◆ **EXERCISE OBJECTIVE**: Return every one of the records below verbatim, keeping each line unchanged.

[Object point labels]
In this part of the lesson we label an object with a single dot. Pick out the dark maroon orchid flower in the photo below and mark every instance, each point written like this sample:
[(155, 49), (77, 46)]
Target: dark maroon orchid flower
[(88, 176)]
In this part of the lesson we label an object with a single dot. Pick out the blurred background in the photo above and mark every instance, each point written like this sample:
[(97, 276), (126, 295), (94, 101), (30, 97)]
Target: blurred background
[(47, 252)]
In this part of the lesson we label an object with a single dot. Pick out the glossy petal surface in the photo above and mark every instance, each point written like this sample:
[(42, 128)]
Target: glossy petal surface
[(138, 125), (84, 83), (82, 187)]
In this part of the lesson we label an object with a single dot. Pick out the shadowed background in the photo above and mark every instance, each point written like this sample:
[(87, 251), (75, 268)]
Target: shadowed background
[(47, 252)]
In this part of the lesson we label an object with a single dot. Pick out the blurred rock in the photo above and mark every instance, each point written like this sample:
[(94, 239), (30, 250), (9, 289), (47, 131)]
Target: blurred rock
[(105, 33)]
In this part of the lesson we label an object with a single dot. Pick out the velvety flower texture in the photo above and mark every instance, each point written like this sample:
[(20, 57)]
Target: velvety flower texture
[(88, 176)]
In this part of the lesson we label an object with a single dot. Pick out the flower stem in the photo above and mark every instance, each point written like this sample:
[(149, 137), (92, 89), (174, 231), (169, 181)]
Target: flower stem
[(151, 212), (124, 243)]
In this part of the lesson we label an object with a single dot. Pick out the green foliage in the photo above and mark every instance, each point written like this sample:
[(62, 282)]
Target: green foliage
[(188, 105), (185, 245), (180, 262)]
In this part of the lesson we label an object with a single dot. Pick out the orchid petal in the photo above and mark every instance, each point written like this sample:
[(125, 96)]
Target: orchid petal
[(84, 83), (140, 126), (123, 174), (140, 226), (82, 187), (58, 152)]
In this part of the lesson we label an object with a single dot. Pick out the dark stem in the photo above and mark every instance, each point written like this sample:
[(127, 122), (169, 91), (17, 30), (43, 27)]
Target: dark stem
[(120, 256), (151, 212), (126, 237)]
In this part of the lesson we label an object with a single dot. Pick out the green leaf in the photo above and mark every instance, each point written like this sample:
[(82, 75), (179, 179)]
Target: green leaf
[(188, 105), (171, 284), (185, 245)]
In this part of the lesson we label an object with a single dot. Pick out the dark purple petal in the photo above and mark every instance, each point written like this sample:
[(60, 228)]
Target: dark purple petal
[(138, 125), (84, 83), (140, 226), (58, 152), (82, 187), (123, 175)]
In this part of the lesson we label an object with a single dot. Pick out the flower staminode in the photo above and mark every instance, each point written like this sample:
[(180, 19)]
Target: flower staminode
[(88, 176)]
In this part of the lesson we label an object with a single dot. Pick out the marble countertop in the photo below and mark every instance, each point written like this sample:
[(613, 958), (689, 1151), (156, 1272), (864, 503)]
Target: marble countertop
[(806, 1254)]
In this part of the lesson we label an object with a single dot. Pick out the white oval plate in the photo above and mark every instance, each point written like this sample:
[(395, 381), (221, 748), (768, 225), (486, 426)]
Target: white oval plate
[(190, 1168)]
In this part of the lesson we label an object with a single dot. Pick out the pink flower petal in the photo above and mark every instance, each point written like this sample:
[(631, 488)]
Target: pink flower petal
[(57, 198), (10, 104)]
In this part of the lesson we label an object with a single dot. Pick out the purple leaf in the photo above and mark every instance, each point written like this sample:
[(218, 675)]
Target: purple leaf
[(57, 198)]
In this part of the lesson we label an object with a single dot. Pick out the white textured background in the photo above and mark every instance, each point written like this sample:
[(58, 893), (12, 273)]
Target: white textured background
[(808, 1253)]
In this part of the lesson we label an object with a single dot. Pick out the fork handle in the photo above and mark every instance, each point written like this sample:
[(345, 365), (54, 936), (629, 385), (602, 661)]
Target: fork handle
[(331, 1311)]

◆ **THE OUTPUT**:
In this part of the lesson we label an object with a single dot. Pick out the dark maroon orchid flower in the photo below and mark every instance, each point written like this sample:
[(155, 49), (77, 46)]
Target: dark maroon orchid flower
[(88, 176)]
In this part of the lesson we label an object with a single dot. Pick out the blurred background in the photo above and mark every instance, each point written like this sample:
[(97, 276), (126, 295), (94, 101), (30, 97)]
Target: blurred background
[(47, 252)]
In this part of the lesson we label an object with a single dot. Pick out the glossy petal surface in the photo above and mark every instance, each point written like this sample:
[(42, 128)]
Target: glossy petal surface
[(138, 125), (84, 83), (82, 187)]
In this part of the lesson we label an object with a single dot. Pick out the shadowed background in the photo above and mark every instance, each point written like this sample:
[(87, 251), (75, 268)]
Target: shadowed background
[(47, 252)]
In this part of the lesson we label an object with a single dot. Pick out the blurred rock in the photo above and mark every instance, each point written like this sample:
[(94, 239), (30, 250), (9, 289), (47, 131)]
Target: blurred rock
[(105, 33)]
In this part of the lesson we label an object with a single dot. Pick out the velvety flower texture in the photo above and mark every instance, each point written like this sample:
[(20, 57)]
Target: velvety flower texture
[(88, 176)]
In this part of the lesson we label an object with a single dot. Pick out the flower stem in the photo above and mark every instance, each point written like this sample:
[(149, 137), (92, 89), (174, 231), (169, 181)]
Target: flower stem
[(151, 212), (124, 243)]
In this part of the lesson we label an object with a single dot. Pick out the green foliage in the photo above and mark every instance, each point written like this sample:
[(62, 282)]
Target: green foliage
[(188, 105), (185, 245), (180, 262)]
In this part of the lesson we label an object with a single dot. Pick out the orchid petal in the photo above and mark every instance, each point written like this sample:
[(125, 96)]
Target: orchid petal
[(84, 83), (140, 126), (123, 174), (140, 226), (82, 187), (58, 152)]
In this part of the lesson we label an object with a single dot. Pick out the dark stem in the photo above and mark every instance, each point written like this sample:
[(127, 122), (169, 91), (17, 30), (43, 27)]
Target: dark stem
[(120, 256), (151, 212), (126, 237)]
In this part of the lesson we label an object with a single dot. Pick out the green leaf in the photo above and mark every instance, each point written like this sample:
[(82, 75), (179, 179)]
Target: green leaf
[(188, 105), (171, 284), (185, 245)]
In this part of the lesson we label an object with a single dot. Pick out the dark purple petal in the photo above and mark every instance, each point written like this sample:
[(60, 228)]
Target: dark purple petal
[(138, 125), (84, 83), (140, 226), (58, 152), (82, 187), (123, 175)]
In this part of the lesson we label an object with a single dot. Pick out the flower staminode in the photo above and mark every instance, each point written like this sample:
[(180, 19)]
Target: flower staminode
[(88, 176)]
In this part of the lesson we label an object with a single dot. Pick out the marble countertop in the photo below and mark every instance, each point written like this sample:
[(613, 958), (689, 1151), (156, 1272), (864, 503)]
Target: marble countertop
[(806, 1254)]
In this part of the lesson we label an object with a single dot. Pick out the white oval plate in the photo above and mark every instance, each point written like this sample:
[(395, 381), (221, 748), (768, 225), (486, 426)]
Target: white oval plate
[(190, 1168)]
In this part of the lesson we label an object with a single dot. Pick out the pink flower petal in the photo above and mark every instance, each point written like this sample:
[(631, 488)]
Target: pink flower petal
[(57, 198), (10, 104)]
In this part of the lesson we label an object with a single dot. Pick out the purple leaf in the photo above and mark every instance, each point written like this sample:
[(218, 675)]
Target: purple leaf
[(57, 198)]
In this part of the lesson we label an object with a single dot. Pick out the white textured background in the photo above and mark every instance, each point written like this sample:
[(58, 893), (12, 273)]
Target: white textured background
[(808, 1253)]
In this part of the lesson we label an object with a single dot. Pick out the fork handle in the photo above and mark every instance, each point written like this sample:
[(345, 365), (54, 936), (629, 385), (602, 661)]
Target: fork handle
[(331, 1311)]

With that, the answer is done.